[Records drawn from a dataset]
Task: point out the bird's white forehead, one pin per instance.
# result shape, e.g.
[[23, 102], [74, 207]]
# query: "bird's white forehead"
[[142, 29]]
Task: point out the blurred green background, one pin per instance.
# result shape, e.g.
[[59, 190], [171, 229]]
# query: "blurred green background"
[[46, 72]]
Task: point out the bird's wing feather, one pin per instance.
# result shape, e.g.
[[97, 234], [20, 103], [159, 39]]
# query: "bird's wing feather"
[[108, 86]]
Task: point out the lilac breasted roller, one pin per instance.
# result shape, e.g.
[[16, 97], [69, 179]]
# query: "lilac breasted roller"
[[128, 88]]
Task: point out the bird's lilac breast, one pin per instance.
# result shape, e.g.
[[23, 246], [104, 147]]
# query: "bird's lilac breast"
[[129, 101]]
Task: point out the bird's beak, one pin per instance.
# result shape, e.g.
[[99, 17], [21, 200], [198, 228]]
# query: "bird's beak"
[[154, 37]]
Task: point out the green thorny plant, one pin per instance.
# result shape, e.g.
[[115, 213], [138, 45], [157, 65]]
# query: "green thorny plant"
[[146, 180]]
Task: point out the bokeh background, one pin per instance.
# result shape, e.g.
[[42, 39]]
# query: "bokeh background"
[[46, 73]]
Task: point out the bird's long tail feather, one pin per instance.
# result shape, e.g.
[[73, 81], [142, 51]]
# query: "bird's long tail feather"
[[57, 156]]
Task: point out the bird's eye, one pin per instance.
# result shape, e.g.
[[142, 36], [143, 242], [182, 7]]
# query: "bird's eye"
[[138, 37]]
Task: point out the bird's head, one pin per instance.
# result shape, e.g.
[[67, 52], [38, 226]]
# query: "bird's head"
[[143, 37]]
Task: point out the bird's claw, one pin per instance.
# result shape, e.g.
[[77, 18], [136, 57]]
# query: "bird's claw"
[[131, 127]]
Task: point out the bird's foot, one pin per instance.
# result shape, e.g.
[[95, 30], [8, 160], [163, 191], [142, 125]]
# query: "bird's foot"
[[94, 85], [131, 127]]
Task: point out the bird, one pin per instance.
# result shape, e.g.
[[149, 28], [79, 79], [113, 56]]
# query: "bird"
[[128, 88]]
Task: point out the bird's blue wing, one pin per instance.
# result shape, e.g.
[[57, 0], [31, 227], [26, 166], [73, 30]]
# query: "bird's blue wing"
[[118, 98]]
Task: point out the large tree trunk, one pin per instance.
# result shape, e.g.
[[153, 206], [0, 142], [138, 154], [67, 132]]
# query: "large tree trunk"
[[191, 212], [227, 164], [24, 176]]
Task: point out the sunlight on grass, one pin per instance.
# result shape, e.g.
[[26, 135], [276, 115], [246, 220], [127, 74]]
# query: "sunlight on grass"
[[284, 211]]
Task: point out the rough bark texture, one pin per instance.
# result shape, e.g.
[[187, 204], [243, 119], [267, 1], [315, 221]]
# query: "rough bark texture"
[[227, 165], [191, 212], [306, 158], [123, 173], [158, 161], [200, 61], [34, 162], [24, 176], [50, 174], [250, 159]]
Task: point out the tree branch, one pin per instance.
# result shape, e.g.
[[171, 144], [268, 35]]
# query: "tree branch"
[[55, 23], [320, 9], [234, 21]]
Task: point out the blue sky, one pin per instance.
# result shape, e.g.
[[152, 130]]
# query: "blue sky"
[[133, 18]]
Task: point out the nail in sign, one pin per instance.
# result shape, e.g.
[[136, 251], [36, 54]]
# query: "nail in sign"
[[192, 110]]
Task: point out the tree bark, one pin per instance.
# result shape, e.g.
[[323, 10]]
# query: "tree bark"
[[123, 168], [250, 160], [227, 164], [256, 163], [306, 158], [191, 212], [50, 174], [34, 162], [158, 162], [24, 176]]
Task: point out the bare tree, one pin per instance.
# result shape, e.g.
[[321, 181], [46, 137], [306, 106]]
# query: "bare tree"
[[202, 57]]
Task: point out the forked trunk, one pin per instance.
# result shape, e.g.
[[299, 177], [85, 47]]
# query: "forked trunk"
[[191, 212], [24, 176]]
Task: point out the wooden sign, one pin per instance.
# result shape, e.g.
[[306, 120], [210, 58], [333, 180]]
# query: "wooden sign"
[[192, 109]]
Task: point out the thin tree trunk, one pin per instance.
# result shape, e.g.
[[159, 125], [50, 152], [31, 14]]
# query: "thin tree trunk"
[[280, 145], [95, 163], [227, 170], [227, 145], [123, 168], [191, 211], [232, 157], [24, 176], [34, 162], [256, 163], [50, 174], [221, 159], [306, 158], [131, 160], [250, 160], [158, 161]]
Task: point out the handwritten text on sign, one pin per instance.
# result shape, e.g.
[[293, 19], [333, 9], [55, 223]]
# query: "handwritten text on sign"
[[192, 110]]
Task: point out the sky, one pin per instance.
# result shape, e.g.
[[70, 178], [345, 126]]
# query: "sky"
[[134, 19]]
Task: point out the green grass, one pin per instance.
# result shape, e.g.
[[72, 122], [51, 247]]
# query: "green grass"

**REQUIREMENT**
Returned text must match every record word for word.

**ANSWER TO THE PROBLEM**
Task: point out the bird's white forehead, one pin per instance.
# result shape, e.g.
[[23, 102], [74, 207]]
# query: "bird's white forehead"
[[142, 29]]
Task: point out the blurred green background, one pin per instance.
# result shape, e.g.
[[59, 190], [171, 229]]
# query: "blurred green background"
[[46, 72]]
Task: point out the bird's wing feather, one pin per instance.
# result shape, e.g.
[[97, 234], [20, 103], [159, 39]]
# query: "bird's wing feather"
[[108, 86]]
Task: point out the lilac breasted roller, one pin per instance.
# result shape, e.g.
[[16, 97], [69, 179]]
# query: "lilac breasted roller"
[[128, 88]]
Task: point out the bird's lilac breast, one pin per instance.
# result shape, e.g.
[[23, 246], [104, 147]]
# query: "bird's lilac breast"
[[129, 101]]
Task: point out the bird's beak, one pin per instance.
# result shape, e.g.
[[99, 17], [21, 200], [198, 228]]
# query: "bird's beak"
[[154, 37]]
Task: point out the green thorny plant, one pin per instance.
# result shape, e.g.
[[115, 213], [138, 45], [157, 65]]
# query: "green thorny plant"
[[146, 180]]
Task: point out the bokeh background, one pin per instance.
# result shape, e.g.
[[42, 39]]
# query: "bokeh background"
[[46, 73]]
Task: point out the bird's long tail feather, one pin per instance.
# result shape, e.g.
[[73, 81], [142, 51]]
# query: "bird's long tail feather"
[[57, 156]]
Task: point out the bird's eye, one pin per instance.
# result shape, e.g.
[[142, 36], [143, 242], [182, 7]]
# query: "bird's eye"
[[138, 37]]
Task: point out the bird's head, one pin per instance.
# result shape, e.g.
[[67, 52], [38, 226]]
# query: "bird's head"
[[143, 37]]
Task: point out the bird's claw, one pin per instance.
# result shape, e.g.
[[77, 18], [136, 57]]
# query: "bird's claw"
[[131, 127]]
Task: point out the bird's foot, one pin per instance.
# result shape, e.g.
[[95, 30], [8, 160], [163, 191], [142, 125]]
# query: "bird's foot"
[[94, 85], [131, 127]]
Task: point out the bird, one pin per instance.
# result shape, e.g.
[[149, 28], [79, 79], [113, 56]]
# query: "bird"
[[128, 88]]
Task: point out the bird's blue wing, one pin per instance.
# result shape, e.g.
[[57, 0], [31, 227], [26, 166], [73, 30]]
# query: "bird's blue wing"
[[118, 98]]
Task: point out the large tree trunk, one pin per instance.
# result shape, e.g.
[[153, 206], [0, 142], [138, 154], [67, 132]]
# query: "large tree trunk"
[[191, 212], [227, 164], [24, 176]]
Task: point out the sunlight on grass, one pin per instance.
# result shape, e.g.
[[26, 135], [276, 115], [246, 220], [127, 74]]
# query: "sunlight on grass"
[[284, 211]]
Task: point out the rough bark texture, one pin per instance.
# result shape, e.g.
[[187, 204], [243, 119], [267, 1], [315, 221]]
# query: "rough bark texture"
[[227, 165], [191, 212], [306, 158], [123, 173], [158, 161], [200, 61], [34, 162], [24, 176], [50, 174], [250, 159]]
Task: point out the tree branch, one pin per instance.
# result shape, e.g.
[[171, 144], [268, 35]]
# query: "tree branch"
[[55, 23], [320, 9], [234, 21]]
Task: point out the blue sky, one pin per instance.
# result shape, e.g.
[[152, 130]]
# query: "blue sky"
[[133, 18]]
Task: point out the nail in sign, one pin per instance.
# result shape, e.g.
[[136, 251], [36, 54]]
# query: "nail in sign"
[[192, 110]]
Task: point out the tree bark, one pin per instance.
# result shape, e.g.
[[323, 10]]
# query: "tree bark"
[[123, 168], [250, 160], [227, 164], [256, 163], [306, 158], [191, 212], [50, 174], [34, 162], [158, 162], [24, 176]]
Task: point out the bare tree, one pin per instance.
# result shape, e.g.
[[321, 181], [46, 137], [306, 106]]
# query: "bare tree"
[[202, 57]]
Task: point out the forked trunk, one pin per instance.
# result shape, e.g.
[[299, 177], [85, 47]]
# query: "forked trunk"
[[191, 212], [24, 176]]
Task: point out the wooden sign, one pin per instance.
# result shape, e.g.
[[306, 120], [210, 58], [333, 180]]
# query: "wooden sign"
[[192, 109]]
Task: point out the thin tree trunk, one pin per instance.
# result shape, e.g.
[[159, 125], [50, 152], [31, 14]]
# query: "thin tree trunk"
[[280, 145], [95, 163], [227, 170], [227, 145], [123, 168], [191, 211], [232, 157], [24, 176], [34, 162], [256, 163], [50, 174], [221, 159], [306, 158], [131, 160], [250, 160], [158, 161]]
Task: point out the handwritten text on sign, one pin per instance.
# result shape, e.g.
[[293, 19], [333, 9], [55, 223]]
# query: "handwritten text on sign"
[[192, 110]]
Task: point out the sky, one pin per instance.
# result shape, e.g.
[[70, 178], [345, 126]]
# query: "sky"
[[134, 19]]
Task: point out the green grass, one pin per instance.
# result shape, e.g.
[[72, 122], [51, 247]]
# query: "green grass"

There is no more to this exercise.